What you will do. In the copy, keep every word of the data below and none of its pictures.

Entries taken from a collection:
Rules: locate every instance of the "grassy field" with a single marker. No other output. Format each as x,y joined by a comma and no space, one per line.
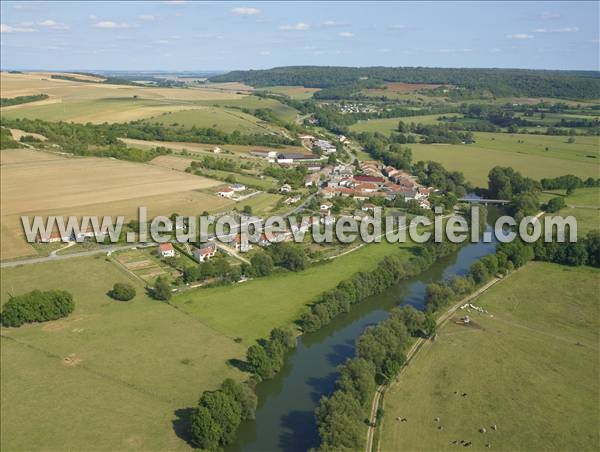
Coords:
112,374
530,365
282,111
262,204
232,150
530,157
38,183
224,119
295,92
276,300
97,102
584,205
389,125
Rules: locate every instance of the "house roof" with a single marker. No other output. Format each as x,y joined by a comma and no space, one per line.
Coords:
369,179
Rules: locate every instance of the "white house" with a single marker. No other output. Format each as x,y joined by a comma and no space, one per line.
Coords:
166,250
226,192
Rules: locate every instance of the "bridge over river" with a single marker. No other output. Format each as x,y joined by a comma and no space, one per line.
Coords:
485,201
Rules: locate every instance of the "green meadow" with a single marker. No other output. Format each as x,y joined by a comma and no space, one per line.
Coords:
279,299
389,125
529,157
282,111
112,374
224,119
530,366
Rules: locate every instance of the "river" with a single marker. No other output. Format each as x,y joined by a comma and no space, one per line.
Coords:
285,414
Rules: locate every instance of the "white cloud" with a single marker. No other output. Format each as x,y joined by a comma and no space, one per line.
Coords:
455,50
300,26
9,29
547,15
519,36
110,24
49,23
244,11
557,30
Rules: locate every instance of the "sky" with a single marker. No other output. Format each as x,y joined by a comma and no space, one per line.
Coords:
187,35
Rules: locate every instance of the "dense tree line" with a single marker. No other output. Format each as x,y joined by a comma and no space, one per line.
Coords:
122,292
265,358
568,183
37,306
389,271
6,139
380,354
500,82
219,413
8,101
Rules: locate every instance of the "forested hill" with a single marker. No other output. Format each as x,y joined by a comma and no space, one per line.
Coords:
500,82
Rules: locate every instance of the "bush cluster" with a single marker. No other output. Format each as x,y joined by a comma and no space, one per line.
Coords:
37,306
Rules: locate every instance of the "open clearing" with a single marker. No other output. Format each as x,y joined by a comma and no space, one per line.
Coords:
112,374
530,157
389,125
224,119
181,146
583,204
279,299
98,102
295,92
531,367
39,183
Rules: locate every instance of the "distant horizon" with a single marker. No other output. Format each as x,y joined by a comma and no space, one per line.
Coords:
223,71
176,35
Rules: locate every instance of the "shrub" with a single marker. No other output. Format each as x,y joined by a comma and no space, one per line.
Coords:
122,292
37,306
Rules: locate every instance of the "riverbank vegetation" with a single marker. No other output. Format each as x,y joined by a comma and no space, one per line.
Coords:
541,324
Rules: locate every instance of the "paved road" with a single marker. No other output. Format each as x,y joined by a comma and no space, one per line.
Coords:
58,257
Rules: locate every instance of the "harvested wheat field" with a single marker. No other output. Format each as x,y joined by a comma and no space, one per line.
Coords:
39,183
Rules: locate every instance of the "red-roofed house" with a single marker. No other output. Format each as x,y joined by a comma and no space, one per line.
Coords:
166,250
205,252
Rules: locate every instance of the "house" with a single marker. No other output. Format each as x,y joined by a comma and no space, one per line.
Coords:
51,238
241,244
368,206
205,252
370,179
226,192
326,207
166,250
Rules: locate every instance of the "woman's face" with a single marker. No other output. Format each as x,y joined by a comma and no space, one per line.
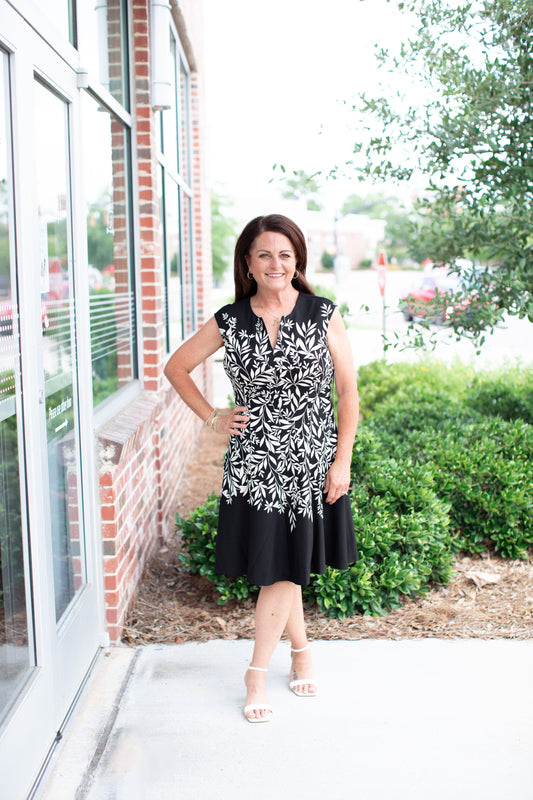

Exercise output.
Rules: locate every instance of the "grassy field" with a single marker. No other output. Format each as x,y joined by a comma and no space, one per line.
Coords:
112,374
530,365
282,111
262,204
232,150
530,157
38,183
224,119
295,92
276,300
97,102
584,205
389,125
Rules: locate every instance of the "house roof" with a single marker. No other output. Format each as x,y joined by a comma and no space, one per line.
Coords:
369,179
Rules: locate every instance of the "white house" with a single marker. No other output. Format each as x,y joined by a comma and no space, one per line.
Coords:
166,250
226,192
Rules: locate every instance of the "bridge over river" with a single marker. No other output. Format each as x,y joined by a comma and no space, one per line.
Coords:
485,201
Rules: locate every instance of the "green meadow" with a single marker. No other output. Format each as x,y joined by a comma and no space, one per line.
Coords:
279,299
389,125
529,157
282,111
112,374
224,119
530,366
Rules: locate every instance of the "river" with a single marker. No other output. Format each as x,y joined by a comma and no space, one per line.
Coords:
285,414
Rules: locate every instance of the "white cloud" with a single marker. No other output. Format each as x,y joined by a comma and no space, one per line.
Coords:
455,50
300,26
9,29
547,15
519,36
110,24
49,23
244,11
557,30
Rules: locate every instance of the "sky" with a single marker. No other output. Format each as x,y joined by a comma and no space, one per line.
Coords:
187,35
Rules: locate every instance of the "dense tree line" with a single marker. No other output. Format each as x,y joined by a comma and no space, one per line.
Coords:
122,292
265,358
568,183
37,306
389,271
6,139
380,354
500,82
219,413
8,101
Rules: locate every instance of the "forested hill" with a single marker. No other output. Format each as x,y joined by a comma and no space, one per line.
Coords:
500,82
Rules: locate every instance of the "bush cluster" with a single marker. No other output. Format each as x,y joined by a comma and no space, one per line.
Coords:
37,306
Rules: locate every instance of the "open clearing" with a single marker. No other output. Format each as x,y joined by a comma and no space, one per line.
Coords:
112,374
530,157
389,125
224,119
181,146
583,204
279,299
98,102
295,92
531,367
39,183
Rules: locate every instance of the "distant horizon" with a single marker. No other output. Format each as x,y joined by a comma and no space, one per line.
Coords:
223,71
176,35
Rules: locate every instance of the "shrub" with a single marker. No other output. Format each as x,y joined by a comma and no space, one per line.
Coords:
122,292
37,306
Rules: locate every instance of the "riverbank vegetation" with a single marker. No other output. Format each as x,y joined by a comma and no space, one per line.
Coords:
541,324
Rules: locate every instance of the "paved road" with a single marker. No other output. Format each as x,y joined by a comma and no space, one per line.
Coords:
58,257
Rules: locate every instance of the "harvested wheat field" with a single marker. No other output. Format each as x,y joined by a comma and no space, one per line.
Coords:
39,183
Rules: locate every instance of the "red-roofed house" with a single marker. No other output. Format each as x,y joined by a comma and no space, one per line.
Coords:
166,250
205,252
Rules: locate every instance of the "house" with a single marker. No other output. Format each as x,y joined by a comma and no space, one per line.
Coords:
51,238
241,244
368,206
205,252
370,179
226,192
326,207
166,250
Rules: locate every instance of the "woman's face" with a single marker. No other output. Format each as x,y joined by a comma and no space, one per line.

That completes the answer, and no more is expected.